WHAT YOU ARE ASKED TO DO - Can you output the records below as a Markdown table with the columns n (row number) and Line, skipping blank lines and leaving the pictures out?

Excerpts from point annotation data
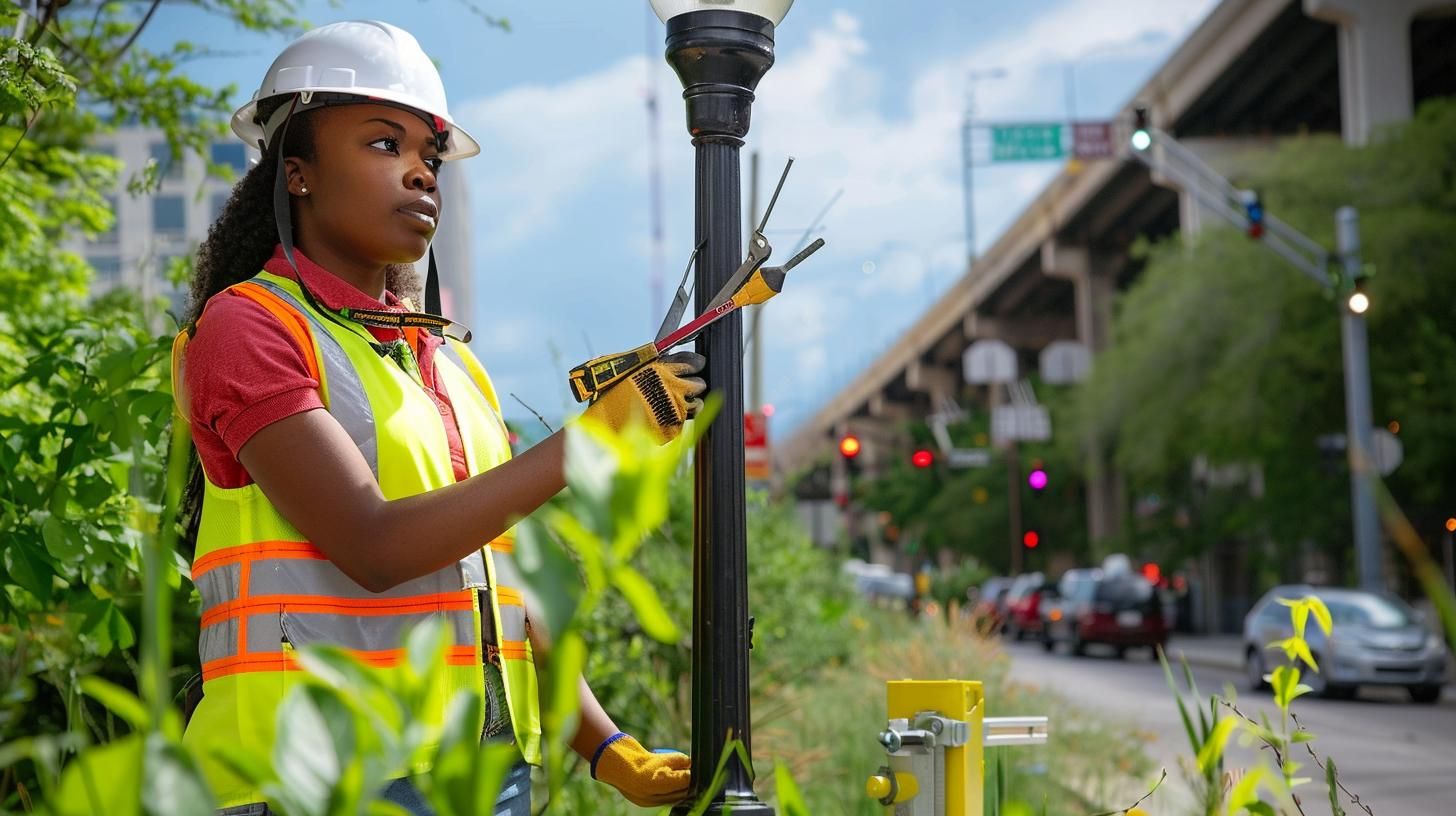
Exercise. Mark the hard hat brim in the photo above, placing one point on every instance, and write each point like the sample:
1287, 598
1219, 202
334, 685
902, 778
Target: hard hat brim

SOLUTION FOR THIS PROBLEM -
| n | Line |
|---|---|
| 1 | Exercise. Mark the hard hat brim in the photo above, placing one point on every instance, and write each point like the sample: |
| 2 | 1287, 598 |
| 3 | 1219, 202 |
| 4 | 334, 685 |
| 5 | 902, 778 |
| 6 | Target: hard hat brim |